## [EXERCISE]
For each line in the data that includes "white", make a copy.

## [DATA SUPPLIED]
****

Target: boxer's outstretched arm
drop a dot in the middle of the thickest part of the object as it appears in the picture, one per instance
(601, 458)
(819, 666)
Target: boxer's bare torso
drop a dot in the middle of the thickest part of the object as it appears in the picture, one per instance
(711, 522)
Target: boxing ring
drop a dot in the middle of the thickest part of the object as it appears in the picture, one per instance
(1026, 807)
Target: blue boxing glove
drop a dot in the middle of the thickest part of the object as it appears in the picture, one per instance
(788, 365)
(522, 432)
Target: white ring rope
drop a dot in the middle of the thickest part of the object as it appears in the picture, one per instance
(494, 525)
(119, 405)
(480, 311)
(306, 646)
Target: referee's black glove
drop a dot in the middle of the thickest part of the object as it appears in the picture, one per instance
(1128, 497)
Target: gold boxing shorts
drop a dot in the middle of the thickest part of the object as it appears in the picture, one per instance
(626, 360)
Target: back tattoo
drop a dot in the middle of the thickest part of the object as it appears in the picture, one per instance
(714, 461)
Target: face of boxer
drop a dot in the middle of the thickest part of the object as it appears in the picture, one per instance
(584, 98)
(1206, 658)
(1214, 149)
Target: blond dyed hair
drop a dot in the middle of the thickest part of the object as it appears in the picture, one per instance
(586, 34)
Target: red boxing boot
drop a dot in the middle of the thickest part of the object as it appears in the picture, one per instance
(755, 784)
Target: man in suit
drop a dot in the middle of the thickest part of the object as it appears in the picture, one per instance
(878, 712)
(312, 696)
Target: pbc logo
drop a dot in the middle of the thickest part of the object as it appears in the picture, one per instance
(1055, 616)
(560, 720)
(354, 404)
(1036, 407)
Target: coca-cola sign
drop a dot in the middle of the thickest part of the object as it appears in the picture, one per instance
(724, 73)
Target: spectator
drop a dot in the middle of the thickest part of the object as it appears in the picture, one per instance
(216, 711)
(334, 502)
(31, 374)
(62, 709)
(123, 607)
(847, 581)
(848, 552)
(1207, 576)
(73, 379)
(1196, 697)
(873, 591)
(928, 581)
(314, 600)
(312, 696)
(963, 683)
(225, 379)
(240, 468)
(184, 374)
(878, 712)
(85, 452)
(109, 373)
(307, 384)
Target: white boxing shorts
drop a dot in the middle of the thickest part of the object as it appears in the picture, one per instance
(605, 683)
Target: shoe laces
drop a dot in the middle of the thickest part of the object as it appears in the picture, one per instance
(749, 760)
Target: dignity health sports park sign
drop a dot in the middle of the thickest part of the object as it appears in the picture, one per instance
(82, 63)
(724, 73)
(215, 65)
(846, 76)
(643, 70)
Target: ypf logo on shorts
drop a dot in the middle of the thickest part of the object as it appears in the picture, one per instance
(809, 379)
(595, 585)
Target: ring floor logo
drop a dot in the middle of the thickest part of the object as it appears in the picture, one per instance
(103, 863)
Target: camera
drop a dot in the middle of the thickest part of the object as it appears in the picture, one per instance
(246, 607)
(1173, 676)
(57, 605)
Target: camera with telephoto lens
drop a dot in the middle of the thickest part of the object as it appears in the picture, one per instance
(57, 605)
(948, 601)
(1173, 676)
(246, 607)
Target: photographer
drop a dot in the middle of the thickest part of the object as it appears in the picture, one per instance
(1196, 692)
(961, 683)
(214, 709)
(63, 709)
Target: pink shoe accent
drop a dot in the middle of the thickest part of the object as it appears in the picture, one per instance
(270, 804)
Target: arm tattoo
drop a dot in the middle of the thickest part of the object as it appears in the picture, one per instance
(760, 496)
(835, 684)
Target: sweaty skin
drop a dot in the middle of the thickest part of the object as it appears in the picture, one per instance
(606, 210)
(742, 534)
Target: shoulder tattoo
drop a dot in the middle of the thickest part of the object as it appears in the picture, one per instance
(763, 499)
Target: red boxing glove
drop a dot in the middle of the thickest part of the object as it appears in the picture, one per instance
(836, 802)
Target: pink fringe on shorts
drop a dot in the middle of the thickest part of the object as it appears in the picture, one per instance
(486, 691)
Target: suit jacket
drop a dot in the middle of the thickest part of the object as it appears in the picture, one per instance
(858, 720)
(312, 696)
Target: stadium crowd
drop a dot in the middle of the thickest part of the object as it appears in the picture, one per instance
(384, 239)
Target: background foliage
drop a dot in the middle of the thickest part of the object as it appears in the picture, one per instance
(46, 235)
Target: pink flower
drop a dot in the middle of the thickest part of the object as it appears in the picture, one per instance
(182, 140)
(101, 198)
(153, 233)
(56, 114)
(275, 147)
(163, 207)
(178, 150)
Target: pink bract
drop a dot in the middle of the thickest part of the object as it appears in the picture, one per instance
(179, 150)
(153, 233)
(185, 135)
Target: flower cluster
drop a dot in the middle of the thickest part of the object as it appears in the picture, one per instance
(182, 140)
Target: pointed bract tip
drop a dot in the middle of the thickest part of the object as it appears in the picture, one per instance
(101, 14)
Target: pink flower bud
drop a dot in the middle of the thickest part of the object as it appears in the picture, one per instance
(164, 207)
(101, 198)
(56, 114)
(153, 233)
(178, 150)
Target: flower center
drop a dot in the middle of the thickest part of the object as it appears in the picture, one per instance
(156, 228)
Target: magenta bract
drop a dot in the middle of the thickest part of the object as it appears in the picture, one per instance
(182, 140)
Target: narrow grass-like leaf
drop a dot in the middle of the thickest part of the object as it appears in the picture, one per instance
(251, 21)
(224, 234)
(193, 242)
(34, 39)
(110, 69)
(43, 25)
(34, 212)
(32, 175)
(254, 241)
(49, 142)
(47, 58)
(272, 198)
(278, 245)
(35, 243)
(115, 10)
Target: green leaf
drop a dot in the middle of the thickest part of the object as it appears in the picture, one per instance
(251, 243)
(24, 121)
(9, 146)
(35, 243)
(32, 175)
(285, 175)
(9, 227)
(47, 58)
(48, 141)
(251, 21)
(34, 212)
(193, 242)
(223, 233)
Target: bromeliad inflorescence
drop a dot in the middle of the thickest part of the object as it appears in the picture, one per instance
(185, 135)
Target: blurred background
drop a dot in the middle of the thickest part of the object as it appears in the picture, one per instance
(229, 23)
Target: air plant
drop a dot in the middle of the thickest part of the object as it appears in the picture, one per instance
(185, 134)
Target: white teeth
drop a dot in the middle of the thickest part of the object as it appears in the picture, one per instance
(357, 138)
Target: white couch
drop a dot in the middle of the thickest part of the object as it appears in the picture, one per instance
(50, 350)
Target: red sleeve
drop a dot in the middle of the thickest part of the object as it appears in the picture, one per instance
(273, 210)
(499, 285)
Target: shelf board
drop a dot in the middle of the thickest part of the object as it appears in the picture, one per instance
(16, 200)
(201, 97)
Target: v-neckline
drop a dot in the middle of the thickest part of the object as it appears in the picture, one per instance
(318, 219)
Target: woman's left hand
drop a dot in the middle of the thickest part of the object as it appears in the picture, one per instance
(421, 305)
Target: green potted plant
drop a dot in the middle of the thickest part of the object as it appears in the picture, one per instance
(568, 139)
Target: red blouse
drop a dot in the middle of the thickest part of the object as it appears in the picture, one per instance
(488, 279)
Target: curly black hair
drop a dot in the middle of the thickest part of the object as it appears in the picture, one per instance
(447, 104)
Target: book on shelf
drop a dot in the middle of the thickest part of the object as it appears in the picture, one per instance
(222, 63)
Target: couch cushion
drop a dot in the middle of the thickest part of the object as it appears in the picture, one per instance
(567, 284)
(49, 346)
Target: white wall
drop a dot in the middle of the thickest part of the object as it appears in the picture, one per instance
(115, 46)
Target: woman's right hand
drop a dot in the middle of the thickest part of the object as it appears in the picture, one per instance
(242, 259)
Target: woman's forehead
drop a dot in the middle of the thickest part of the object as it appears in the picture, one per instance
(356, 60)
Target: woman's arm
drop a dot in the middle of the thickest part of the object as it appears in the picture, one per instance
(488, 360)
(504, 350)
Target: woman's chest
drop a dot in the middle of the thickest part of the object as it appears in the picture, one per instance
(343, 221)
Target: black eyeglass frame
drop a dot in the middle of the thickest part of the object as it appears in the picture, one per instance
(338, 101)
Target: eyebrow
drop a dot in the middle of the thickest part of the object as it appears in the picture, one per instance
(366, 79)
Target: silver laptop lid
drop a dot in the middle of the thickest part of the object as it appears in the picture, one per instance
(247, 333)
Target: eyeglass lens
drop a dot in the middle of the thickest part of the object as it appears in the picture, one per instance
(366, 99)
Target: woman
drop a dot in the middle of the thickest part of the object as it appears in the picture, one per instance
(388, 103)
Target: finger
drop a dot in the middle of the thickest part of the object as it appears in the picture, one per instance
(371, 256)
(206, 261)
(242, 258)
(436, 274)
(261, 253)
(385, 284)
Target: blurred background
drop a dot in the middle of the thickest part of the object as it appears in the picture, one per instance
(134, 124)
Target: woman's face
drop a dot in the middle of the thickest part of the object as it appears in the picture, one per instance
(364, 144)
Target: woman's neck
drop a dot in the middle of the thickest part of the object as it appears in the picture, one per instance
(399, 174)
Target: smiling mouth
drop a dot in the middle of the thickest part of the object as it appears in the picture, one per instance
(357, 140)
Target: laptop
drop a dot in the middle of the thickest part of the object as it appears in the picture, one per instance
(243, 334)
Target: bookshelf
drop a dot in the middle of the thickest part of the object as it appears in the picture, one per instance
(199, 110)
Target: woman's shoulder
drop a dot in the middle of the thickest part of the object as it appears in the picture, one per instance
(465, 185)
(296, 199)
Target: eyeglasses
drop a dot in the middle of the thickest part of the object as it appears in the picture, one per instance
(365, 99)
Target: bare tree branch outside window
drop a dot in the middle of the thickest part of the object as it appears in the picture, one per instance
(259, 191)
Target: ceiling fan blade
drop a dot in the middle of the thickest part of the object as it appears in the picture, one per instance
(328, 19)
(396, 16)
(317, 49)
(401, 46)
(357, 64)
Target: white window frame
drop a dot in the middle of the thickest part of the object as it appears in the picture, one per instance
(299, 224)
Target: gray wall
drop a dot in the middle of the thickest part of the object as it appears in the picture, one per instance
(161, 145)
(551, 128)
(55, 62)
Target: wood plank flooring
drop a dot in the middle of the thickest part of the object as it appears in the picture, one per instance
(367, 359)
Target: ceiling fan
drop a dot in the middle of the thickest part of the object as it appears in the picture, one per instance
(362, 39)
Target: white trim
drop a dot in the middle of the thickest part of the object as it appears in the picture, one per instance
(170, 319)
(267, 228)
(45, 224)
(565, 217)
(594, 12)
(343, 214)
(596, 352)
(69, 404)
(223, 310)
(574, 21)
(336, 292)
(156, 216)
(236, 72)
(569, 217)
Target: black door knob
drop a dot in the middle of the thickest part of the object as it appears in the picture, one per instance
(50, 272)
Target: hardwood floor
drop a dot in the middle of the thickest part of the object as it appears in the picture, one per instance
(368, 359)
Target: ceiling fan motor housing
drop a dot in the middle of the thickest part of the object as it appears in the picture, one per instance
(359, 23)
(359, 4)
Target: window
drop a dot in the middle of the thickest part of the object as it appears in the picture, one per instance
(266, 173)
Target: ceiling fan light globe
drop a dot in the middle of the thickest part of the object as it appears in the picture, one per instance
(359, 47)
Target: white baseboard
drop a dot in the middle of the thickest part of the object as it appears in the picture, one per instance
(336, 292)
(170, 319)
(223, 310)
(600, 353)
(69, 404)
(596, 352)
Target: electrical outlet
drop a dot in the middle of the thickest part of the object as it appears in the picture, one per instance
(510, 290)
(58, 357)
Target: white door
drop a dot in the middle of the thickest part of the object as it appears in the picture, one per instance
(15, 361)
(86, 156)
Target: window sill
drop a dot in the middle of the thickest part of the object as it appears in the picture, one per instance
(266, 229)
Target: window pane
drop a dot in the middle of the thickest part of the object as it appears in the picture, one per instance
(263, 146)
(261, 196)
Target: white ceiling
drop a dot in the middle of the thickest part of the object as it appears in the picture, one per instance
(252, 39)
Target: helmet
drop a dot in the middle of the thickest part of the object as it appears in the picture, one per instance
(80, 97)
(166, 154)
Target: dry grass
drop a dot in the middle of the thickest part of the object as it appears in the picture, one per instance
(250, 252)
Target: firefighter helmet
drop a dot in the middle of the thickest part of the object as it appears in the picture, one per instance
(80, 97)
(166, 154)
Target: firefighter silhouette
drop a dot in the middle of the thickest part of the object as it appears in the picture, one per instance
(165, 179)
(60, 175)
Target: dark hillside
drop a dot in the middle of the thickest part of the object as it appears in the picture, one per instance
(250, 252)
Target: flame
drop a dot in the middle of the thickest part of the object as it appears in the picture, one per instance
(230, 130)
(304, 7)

****

## [SOLUTION FOR THIS TASK]
Target: white ring rope
Target: white boxing shorts
Target: white teeth
Target: white couch
Target: white wall
Target: white window frame
Target: white trim
Target: white baseboard
Target: white door
Target: white ceiling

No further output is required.